* [Consigne A]: Recopiez intégralement, sans la moindre modification, le texte sur le management et le nouvel esprit du capitalisme.

* [Texte donné]:
┌────────

Le « nouvel esprit » du capitalisme, porté par le management, reste marqué par des contradictions :

  • Autonomie vs contrôle : Les salariés sont à la fois incités à être autonomes et soumis à des dispositifs de contrôle renforcés.
  • Flexibilité vs précarité : La flexibilité organisationnelle se traduit souvent par une précarité accrue pour les travailleurs.

c. Une idéologie managériale contestée

Le discours managérial sur l’autonomie et l’épanouissement est parfois perçu comme une rhétorique creuse, masquant une réalité de pression et d’exploitation. Certains sociologues reprochent à Boltanski et Chiapello de sous-estimer cette dimension idéologique et de ne pas assez interroger les résistances possibles à ce modèle.


Le management, pilier du capitalisme contemporain

Le management n’est pas un simple outil technique : il est le pilier du « nouvel esprit du capitalisme ». En intégrant les aspirations de la critique artiste (autonomie, créativité), il a permis au capitalisme de se régénérer et de neutraliser une partie de ses oppositions. Cependant, cette transformation s’est faite au prix d’une précarisation accrue et d’une individualisation des risques.

L’analyse de Boltanski et Chiapello reste d’une actualité brûlante : elle nous invite à interroger les limites de ce modèle et à chercher de nouvelles formes de critique, capables de dépasser les contradictions du management contemporain. Car si le capitalisme a su récupérer ses critiques, rien ne dit qu’il ait définitivement désarmé ses opposants.

└────────

* [Données fournies]:
┌────────

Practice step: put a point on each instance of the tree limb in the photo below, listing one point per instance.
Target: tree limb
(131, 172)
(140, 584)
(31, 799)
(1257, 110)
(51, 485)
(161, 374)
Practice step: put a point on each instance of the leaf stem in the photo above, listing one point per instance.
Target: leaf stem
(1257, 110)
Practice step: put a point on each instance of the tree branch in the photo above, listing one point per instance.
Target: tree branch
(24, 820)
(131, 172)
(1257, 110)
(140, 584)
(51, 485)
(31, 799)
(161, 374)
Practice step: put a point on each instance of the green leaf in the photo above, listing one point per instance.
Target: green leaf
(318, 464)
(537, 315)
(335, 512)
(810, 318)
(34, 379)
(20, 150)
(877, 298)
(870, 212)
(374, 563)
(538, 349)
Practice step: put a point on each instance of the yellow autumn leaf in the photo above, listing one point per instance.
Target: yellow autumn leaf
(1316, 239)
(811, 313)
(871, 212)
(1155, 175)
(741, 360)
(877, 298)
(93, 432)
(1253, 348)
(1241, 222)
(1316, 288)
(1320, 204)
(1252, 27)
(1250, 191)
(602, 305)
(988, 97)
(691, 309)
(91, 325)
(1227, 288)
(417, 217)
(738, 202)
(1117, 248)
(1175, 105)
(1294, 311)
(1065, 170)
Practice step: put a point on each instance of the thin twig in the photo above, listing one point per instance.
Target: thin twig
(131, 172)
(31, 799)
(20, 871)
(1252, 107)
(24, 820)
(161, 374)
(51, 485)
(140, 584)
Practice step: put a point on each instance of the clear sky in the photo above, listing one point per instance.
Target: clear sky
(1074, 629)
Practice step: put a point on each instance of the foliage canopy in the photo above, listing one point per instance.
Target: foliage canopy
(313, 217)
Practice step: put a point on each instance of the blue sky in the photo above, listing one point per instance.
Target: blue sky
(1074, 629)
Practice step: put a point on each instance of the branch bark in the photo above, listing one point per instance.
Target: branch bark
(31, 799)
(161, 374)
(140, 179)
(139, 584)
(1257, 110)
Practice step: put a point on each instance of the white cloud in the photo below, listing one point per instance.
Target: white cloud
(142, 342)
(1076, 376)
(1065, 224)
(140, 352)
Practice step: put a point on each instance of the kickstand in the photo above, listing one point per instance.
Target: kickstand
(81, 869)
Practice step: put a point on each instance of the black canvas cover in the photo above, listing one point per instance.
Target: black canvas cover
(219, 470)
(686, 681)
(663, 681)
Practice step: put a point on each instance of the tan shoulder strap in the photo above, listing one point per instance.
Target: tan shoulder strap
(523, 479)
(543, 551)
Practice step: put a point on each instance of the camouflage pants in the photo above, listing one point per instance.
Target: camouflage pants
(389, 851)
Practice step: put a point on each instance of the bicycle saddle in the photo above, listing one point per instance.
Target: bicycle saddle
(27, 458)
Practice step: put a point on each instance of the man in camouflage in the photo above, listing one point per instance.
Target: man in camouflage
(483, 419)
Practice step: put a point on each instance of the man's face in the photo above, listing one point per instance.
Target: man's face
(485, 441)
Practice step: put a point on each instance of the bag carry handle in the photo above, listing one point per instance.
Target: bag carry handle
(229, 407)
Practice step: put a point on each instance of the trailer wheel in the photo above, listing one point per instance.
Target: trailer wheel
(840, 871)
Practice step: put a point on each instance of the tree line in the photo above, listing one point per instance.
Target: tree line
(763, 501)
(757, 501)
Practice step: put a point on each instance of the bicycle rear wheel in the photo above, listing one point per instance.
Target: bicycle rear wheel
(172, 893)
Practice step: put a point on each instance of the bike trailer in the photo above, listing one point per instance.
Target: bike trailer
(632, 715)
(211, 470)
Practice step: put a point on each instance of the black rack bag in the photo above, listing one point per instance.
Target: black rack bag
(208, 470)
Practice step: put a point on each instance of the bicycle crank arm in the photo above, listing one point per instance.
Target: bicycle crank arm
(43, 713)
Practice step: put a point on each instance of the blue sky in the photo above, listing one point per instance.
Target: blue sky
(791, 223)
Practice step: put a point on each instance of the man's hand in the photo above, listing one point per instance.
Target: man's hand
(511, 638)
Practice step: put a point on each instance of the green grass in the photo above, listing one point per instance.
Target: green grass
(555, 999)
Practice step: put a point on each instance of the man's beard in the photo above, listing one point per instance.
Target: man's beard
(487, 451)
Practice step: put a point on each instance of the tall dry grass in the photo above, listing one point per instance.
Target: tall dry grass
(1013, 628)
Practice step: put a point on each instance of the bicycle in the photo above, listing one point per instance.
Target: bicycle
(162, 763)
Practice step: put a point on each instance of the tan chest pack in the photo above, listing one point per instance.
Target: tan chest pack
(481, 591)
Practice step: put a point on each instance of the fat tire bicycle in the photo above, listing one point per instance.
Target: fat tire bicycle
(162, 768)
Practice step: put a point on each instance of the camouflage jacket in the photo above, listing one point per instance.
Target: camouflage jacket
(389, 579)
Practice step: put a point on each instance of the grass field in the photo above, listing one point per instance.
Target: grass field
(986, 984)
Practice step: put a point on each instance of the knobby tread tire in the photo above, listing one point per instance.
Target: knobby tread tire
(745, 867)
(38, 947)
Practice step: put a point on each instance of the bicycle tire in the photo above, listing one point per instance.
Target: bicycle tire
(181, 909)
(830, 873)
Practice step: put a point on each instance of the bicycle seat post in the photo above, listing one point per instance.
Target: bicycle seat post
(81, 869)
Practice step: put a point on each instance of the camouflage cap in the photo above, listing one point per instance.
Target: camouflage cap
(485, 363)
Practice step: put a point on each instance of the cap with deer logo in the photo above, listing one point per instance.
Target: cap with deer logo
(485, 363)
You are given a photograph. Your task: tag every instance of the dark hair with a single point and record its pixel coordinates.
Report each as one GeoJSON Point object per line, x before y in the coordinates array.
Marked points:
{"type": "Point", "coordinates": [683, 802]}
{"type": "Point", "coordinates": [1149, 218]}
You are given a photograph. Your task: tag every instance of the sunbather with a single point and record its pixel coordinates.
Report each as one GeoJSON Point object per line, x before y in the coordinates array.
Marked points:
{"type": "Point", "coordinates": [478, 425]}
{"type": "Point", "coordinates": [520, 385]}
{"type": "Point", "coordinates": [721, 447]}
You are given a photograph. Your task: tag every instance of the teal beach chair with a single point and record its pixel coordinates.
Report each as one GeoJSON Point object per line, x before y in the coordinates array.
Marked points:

└────────

* [Consigne B]: Mettez sous forme de liste numérotée tout ce qui va de la ligne de la liste contenant « the bicycle tire » jusqu'à la fin de cette liste, première et dernière lignes comprises, en omettant les lignes vides.

* [Résultat attendu A]:
Le « nouvel esprit » du capitalisme, porté par le management, reste marqué par des contradictions :

  • Autonomie vs contrôle : Les salariés sont à la fois incités à être autonomes et soumis à des dispositifs de contrôle renforcés.
  • Flexibilité vs précarité : La flexibilité organisationnelle se traduit souvent par une précarité accrue pour les travailleurs.

c. Une idéologie managériale contestée

Le discours managérial sur l’autonomie et l’épanouissement est parfois perçu comme une rhétorique creuse, masquant une réalité de pression et d’exploitation. Certains sociologues reprochent à Boltanski et Chiapello de sous-estimer cette dimension idéologique et de ne pas assez interroger les résistances possibles à ce modèle.


Le management, pilier du capitalisme contemporain

Le management n’est pas un simple outil technique : il est le pilier du « nouvel esprit du capitalisme ». En intégrant les aspirations de la critique artiste (autonomie, créativité), il a permis au capitalisme de se régénérer et de neutraliser une partie de ses oppositions. Cependant, cette transformation s’est faite au prix d’une précarisation accrue et d’une individualisation des risques.

L’analyse de Boltanski et Chiapello reste d’une actualité brûlante : elle nous invite à interroger les limites de ce modèle et à chercher de nouvelles formes de critique, capables de dépasser les contradictions du management contemporain. Car si le capitalisme a su récupérer ses critiques, rien ne dit qu’il ait définitivement désarmé ses opposants.

* [Résultat attendu B]:
1. Practice step: put a point on each instance of the bicycle tire in the photo above, listing one point per instance.
2. Target: bicycle tire
3. (181, 909)
4. (830, 873)
5. Practice step: put a point on each instance of the bicycle seat post in the photo above, listing one point per instance.
6. Target: bicycle seat post
7. (81, 869)
8. Practice step: put a point on each instance of the camouflage cap in the photo above, listing one point per instance.
9. Target: camouflage cap
10. (485, 363)
11. Practice step: put a point on each instance of the cap with deer logo in the photo above, listing one point per instance.
12. Target: cap with deer logo
13. (485, 363)
14. You are given a photograph. Your task: tag every instance of the dark hair with a single point and record its pixel coordinates.
15. Report each as one GeoJSON Point object per line, x before y in the coordinates array.
16. Marked points:
17. {"type": "Point", "coordinates": [683, 802]}
18. {"type": "Point", "coordinates": [1149, 218]}
19. You are given a photograph. Your task: tag every instance of the sunbather with a single point and record its pixel coordinates.
20. Report each as one GeoJSON Point object per line, x before y in the coordinates array.
21. Marked points:
22. {"type": "Point", "coordinates": [478, 425]}
23. {"type": "Point", "coordinates": [520, 385]}
24. {"type": "Point", "coordinates": [721, 447]}
25. You are given a photograph. Your task: tag every instance of the teal beach chair with a single point and record its pixel coordinates.
26. Report each as one GeoJSON Point object per line, x before y in the coordinates array.
27. Marked points:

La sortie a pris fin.